╭──

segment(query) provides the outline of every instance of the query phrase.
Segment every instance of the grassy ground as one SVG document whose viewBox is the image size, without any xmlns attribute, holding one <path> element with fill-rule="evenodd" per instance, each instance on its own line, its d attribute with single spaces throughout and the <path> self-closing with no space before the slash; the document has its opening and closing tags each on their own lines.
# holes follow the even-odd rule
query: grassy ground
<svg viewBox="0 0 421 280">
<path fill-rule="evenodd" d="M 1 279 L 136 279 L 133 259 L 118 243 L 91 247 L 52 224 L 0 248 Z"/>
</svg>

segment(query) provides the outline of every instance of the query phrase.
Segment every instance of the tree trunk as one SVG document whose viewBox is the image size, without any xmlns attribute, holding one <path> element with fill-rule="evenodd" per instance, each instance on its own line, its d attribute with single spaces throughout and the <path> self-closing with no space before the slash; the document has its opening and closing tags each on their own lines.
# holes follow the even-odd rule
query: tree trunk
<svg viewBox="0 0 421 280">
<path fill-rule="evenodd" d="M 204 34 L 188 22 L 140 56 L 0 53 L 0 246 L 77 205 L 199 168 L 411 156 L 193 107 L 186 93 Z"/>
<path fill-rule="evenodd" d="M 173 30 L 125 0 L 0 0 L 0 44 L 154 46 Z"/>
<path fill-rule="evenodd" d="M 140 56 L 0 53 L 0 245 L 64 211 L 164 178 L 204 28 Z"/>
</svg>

╰──

» GEFRAGT IST:
Zähle bitte, in wie vielen Zeilen der Einträge die Zeichenfolge „tree“ vorkommt, wobei Groß- und Kleinschreibung zählt. Gib nur die Zahl an.

» GELÖSTE AUFGABE:
2